To further our investigation, we attempted to use air pollution indicators as predictive factors for RSV outbreaks. Several attempts were performed to develop NB models using air pollution variables (e.g., PM 10, and concentration of CO and SO2) without success. Unfortunately, the data available for concentrations of PM 2.5, an air pollution indicator that has shown some association with bronchiolitis [2729], is not sufficient to appropriately train a NB classifier. Analysis of only nine years of PM 2.5 data suggested that the concentration of these particles may have predictive value to forecast RSV outbreaks, but definite answers must wait until sufficient years of retrospective PM 2.5 data becomes available.

According to our literature review, wind speed has not been reported as a good predictor for RSV outbreaks. In contrast, wind speed was predictive in our analysis. The unique geography of the Salt Lake Valley contributing to the common occurrence of inversions in winter may account for this discrepancy, as wind (or lack thereof) plays a vital role in the creation of inversions.

The difference in findings for high and low peak outbreak years agree well with what it is expected if RSV outbreak biannual patterns are a result of changes in the susceptible population. In low peak years, the number of susceptible individuals is lower than in high peak years; therefore, it is expected that even if the meteorological conditions exist to start an outbreak, the time for the outbreak to spread will be longer due to herd immunity. The speed of transmission is slower when more of the population exhibits immunity. This observation agrees very well with our relative lack of success in predicting outbreaks during the week the outbreak occurred and one week in advance during low peak seasons. In contrast, during high peak years, the number of cases quickly ramp up once the appropriate meteorological conditions exist to start the outbreak, leading to good predictive power for these short-term predictions.

Dataset:
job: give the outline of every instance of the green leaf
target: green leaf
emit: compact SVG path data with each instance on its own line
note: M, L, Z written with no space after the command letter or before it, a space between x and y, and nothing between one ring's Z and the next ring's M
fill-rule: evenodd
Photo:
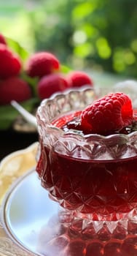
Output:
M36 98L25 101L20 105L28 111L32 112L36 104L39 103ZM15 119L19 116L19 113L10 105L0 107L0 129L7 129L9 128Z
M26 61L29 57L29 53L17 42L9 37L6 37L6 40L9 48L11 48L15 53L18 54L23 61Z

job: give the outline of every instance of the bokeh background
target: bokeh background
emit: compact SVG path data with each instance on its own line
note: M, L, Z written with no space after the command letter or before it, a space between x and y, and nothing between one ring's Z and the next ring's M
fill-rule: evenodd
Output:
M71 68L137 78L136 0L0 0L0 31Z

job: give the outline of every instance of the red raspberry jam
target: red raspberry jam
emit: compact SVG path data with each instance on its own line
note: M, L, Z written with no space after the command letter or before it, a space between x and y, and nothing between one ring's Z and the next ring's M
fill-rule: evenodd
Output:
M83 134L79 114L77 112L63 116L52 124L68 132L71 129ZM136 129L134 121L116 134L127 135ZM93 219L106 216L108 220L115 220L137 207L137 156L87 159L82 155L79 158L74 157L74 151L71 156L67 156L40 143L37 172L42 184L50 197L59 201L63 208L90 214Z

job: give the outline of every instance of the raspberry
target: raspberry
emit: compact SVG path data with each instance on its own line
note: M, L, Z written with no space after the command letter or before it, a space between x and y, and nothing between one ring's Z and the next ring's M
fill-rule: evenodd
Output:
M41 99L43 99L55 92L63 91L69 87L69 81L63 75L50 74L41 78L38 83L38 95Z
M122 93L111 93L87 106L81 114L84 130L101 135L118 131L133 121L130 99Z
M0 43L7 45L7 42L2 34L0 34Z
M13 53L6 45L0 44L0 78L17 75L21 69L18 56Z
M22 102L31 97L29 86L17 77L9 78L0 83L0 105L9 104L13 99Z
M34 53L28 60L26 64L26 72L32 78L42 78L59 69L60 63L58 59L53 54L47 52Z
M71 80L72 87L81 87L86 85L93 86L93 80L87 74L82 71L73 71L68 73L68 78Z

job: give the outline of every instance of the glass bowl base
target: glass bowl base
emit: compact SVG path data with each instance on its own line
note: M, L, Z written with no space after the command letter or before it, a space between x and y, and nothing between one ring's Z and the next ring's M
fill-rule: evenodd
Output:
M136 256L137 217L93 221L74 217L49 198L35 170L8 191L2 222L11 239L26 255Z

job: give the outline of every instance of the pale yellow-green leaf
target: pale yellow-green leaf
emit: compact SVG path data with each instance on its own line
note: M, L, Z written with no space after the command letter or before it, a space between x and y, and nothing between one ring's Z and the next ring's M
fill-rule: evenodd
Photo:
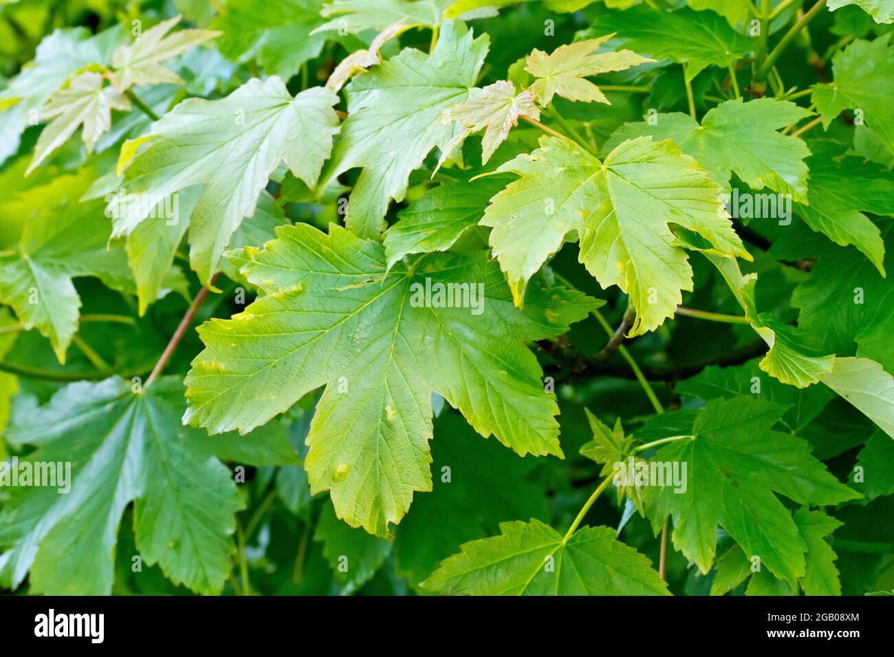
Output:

What to do:
(1) Retype the part of the RSV outbreak text starting with "To further our" and going on through "data becomes available.".
(2) Extend the RSV outbreak text, picking up after its final sentence.

Answers given:
(1)
To further our investigation, we attempted to use air pollution indicators as predictive factors for RSV outbreaks. Several attempts were performed to develop NB models using air pollution variables (e.g., PM 10, and concentration of CO and SO2) without success. Unfortunately, the data available for concentrations of PM 2.5, an air pollution indicator that has shown some association with bronchiolitis [2729], is not sufficient to appropriately train a NB classifier. Analysis of only nine years of PM 2.5 data suggested that the concentration of these particles may have predictive value to forecast RSV outbreaks, but definite answers must wait until sufficient years of retrospective PM 2.5 data becomes available.

(2)
Our study has limitations. Data limitations allowed for only rough performance estimates for unique models. Because of the limited amount of seasons on which this model was tested, it is possible that large changes in sensitivity and specificity could be a reflection of limited data rather than actual model performance. The question of which model to implement in practical applications remains unanswered, and will depend upon refined performance estimates as data availability increases or the desire to select models with increased sensitivity or specificity to meet the operational needs of the hospital. Finally, we acknowledge that serious outbreaks from other viral pathogens can interfere with the RSV outbreaks making the prediction of a weather based model less reliable. Despite these limitations, the results validate our decision to use different models for high and low peak seasons and are consistent with the existing models to explain high and low peak seasons based on the size of the susceptible population. To address the limitations we identified, we will evaluate prediction models prospectively in the Salt Lake County region for the next five years.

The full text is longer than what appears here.